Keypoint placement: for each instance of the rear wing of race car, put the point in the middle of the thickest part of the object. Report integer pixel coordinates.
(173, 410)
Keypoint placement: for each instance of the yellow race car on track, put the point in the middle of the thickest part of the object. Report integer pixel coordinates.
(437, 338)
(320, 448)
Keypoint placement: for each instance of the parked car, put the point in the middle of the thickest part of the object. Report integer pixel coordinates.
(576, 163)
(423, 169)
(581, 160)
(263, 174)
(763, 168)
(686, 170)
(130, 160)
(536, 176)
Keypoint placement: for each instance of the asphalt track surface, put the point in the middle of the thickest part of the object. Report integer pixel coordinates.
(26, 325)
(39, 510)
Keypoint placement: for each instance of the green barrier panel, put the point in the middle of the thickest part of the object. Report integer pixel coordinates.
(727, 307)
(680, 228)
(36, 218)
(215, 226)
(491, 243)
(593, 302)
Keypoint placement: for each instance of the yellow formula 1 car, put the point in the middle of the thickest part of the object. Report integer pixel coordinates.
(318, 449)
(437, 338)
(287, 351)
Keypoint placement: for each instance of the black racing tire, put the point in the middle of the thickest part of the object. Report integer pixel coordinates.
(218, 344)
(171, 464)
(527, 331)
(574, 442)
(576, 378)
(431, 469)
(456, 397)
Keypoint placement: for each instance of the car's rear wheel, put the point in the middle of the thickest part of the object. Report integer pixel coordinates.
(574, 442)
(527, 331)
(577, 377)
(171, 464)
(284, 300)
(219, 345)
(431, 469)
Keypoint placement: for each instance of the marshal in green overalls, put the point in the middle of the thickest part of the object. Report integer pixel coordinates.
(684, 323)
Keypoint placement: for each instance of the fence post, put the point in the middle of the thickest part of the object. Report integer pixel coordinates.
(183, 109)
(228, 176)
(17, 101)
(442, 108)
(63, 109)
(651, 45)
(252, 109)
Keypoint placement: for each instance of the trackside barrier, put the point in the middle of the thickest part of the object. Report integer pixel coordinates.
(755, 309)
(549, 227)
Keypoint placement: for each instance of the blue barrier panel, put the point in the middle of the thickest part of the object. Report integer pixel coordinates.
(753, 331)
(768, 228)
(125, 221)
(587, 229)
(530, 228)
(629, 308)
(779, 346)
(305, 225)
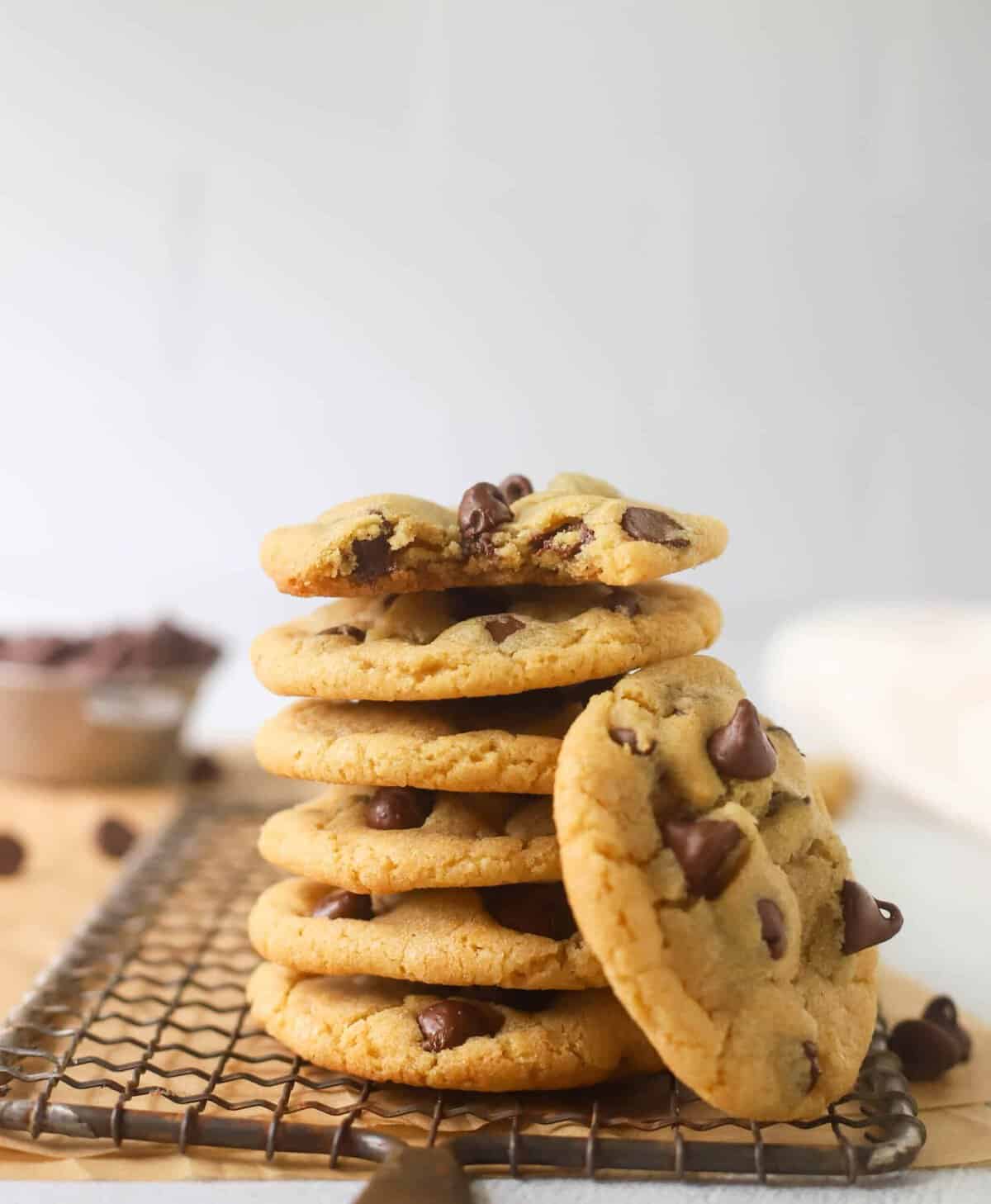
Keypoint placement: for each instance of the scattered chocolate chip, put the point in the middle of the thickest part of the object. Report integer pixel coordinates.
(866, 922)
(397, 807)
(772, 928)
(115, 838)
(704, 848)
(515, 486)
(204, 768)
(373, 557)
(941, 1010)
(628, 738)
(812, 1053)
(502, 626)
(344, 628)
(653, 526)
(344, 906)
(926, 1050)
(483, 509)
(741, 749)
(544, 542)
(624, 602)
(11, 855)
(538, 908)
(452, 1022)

• WHAT YOU HAVE TO DO
Could you rewrite the entries from the line with "Keypoint placement: for each instance of the trackside" through the end of the entries, swapping "thickest" for "widest" and leaving everything else unchanged? Omit the pictures.

• ANSWER TO THE EXERCISE
Keypoint placement: for each instance of the trackside barrier, put the point in the middle of the widest part of the object. Report integer pixel coordinates.
(755, 309)
(549, 227)
Keypoint placement: for each instance of the blue barrier panel, put the point in the middle of the widest part of the object. Report integer pixel coordinates.
(753, 331)
(768, 228)
(125, 221)
(587, 229)
(530, 228)
(629, 308)
(779, 346)
(305, 225)
Keypoint placement: for each instance of the scattered chocolate chip, put the point in the middle of the widest part of the object. Report integer pixel coordinates.
(866, 922)
(397, 807)
(772, 928)
(115, 838)
(704, 848)
(515, 486)
(204, 768)
(373, 557)
(941, 1010)
(628, 738)
(812, 1053)
(502, 626)
(344, 628)
(653, 526)
(344, 906)
(926, 1050)
(483, 509)
(741, 749)
(544, 542)
(624, 602)
(11, 855)
(538, 908)
(452, 1022)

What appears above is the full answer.